* START Given text *

An incremental MaxCompute source table can also continuously listen to incremental MaxCompute partitioned tables. After the source table reads data from all the existing partitions, it continues to listen to the generation of new partitions. If a new partition is generated, the source table reads data from the new partition.
Note
  • An incremental MaxCompute source table must have level-1 partitions. Level-2 partitions are optional.
  • If you specify a level-2 partition, make sure that it is placed after a level-1 partition.
  • If the partition specified by the startPartition parameter does not exist, the system reads data from the next partition.
Yes For example, if startPartition is set to ds=20191201, data of all partitions that meets the condition of ds >= 20191201 in the incremental MaxCompute partitioned table is loaded.
Assume that an incremental MaxCompute partitioned table contains five partitions. Each partition has two partition key columns with a level-1 partition of ds and level-2 partition of type.
  • ds=20191201,type=a
  • ds=20191201,type=b
  • ds=20191202,type=a
  • ds=20191202,type=b
  • ds=20191202,type=c
If the values of startPartition for the partitions are different, the following partitions meet the preceding condition:
  • ds=20191202
    • ds=20191202,type=a
    • ds=20191202,type=b
    • ds=20191202,type=c
  • ds=20191201,type=c
    • ds=20191202,type=a
    • ds=20191202,type=b
    • ds=20191202,type=c

Field type mapping

MaxCompute data type Data type of Realtime Compute for Apache Flink
TINYINT TINYINT
SMALLINT SMALLINT
INT INT
BIGINT BIGINT
FLOAT FLOAT
DOUBLE DOUBLE
BOOLEAN BOOLEAN
DATETIME TIMESTAMP
TIMESTAMP TIMESTAMP
DECIMAL DECIMAL
BINARY VARBINARY
STRING ARCHAR
Notice
  • Incremental MaxCompute source tables do not support the CHAR, VARCHAR, ARRAY, MAP, or STRUCT data types.
  • You can use the STRING data type instead of the VARCHAR data type.

* END Given text *
* START Data lines *

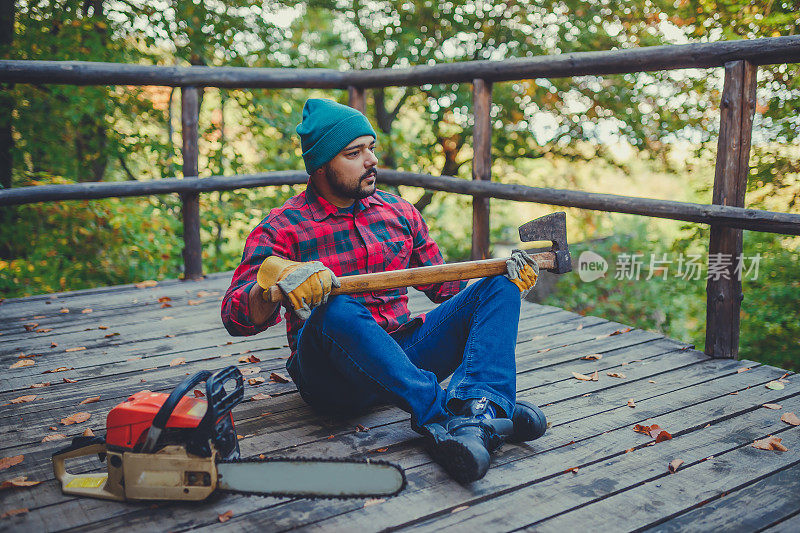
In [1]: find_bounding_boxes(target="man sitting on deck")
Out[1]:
[222,99,546,482]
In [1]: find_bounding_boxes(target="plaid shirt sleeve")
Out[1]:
[409,204,467,304]
[222,219,291,336]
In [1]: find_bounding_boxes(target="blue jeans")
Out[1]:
[287,276,520,425]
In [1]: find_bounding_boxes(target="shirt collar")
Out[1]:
[305,178,383,222]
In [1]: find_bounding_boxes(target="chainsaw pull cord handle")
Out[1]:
[141,370,211,453]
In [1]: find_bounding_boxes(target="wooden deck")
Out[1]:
[0,274,800,532]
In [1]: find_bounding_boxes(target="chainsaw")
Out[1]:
[53,366,406,501]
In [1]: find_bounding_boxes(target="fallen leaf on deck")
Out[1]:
[269,372,292,383]
[80,396,100,405]
[250,392,272,401]
[667,459,683,474]
[6,394,36,405]
[0,507,28,518]
[0,476,41,489]
[0,455,25,470]
[750,435,789,452]
[781,413,800,426]
[61,411,92,426]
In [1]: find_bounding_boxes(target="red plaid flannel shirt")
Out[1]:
[222,184,466,355]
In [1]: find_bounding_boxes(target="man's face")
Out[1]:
[323,135,378,205]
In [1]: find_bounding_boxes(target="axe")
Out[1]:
[269,211,572,302]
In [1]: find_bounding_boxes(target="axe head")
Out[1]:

* END Data lines *

Task instructions →
1: Please extract from the MaxCompute passage the stretch starting at "An incremental MaxCompute source table can" and ending at "partitions are optional.".
2: Name every data type that the MaxCompute passage says incremental MaxCompute source tables do not support.
The entries have no connection to the MaxCompute passage.

Answers →
1:
An incremental MaxCompute source table can also continuously listen to incremental MaxCompute partitioned tables. After the source table reads data from all the existing partitions, it continues to listen to the generation of new partitions. If a new partition is generated, the source table reads data from the new partition.
Note
  • An incremental MaxCompute source table must have level-1 partitions. Level-2 partitions are optional.

2: CHAR, VARCHAR, ARRAY, MAP, STRUCT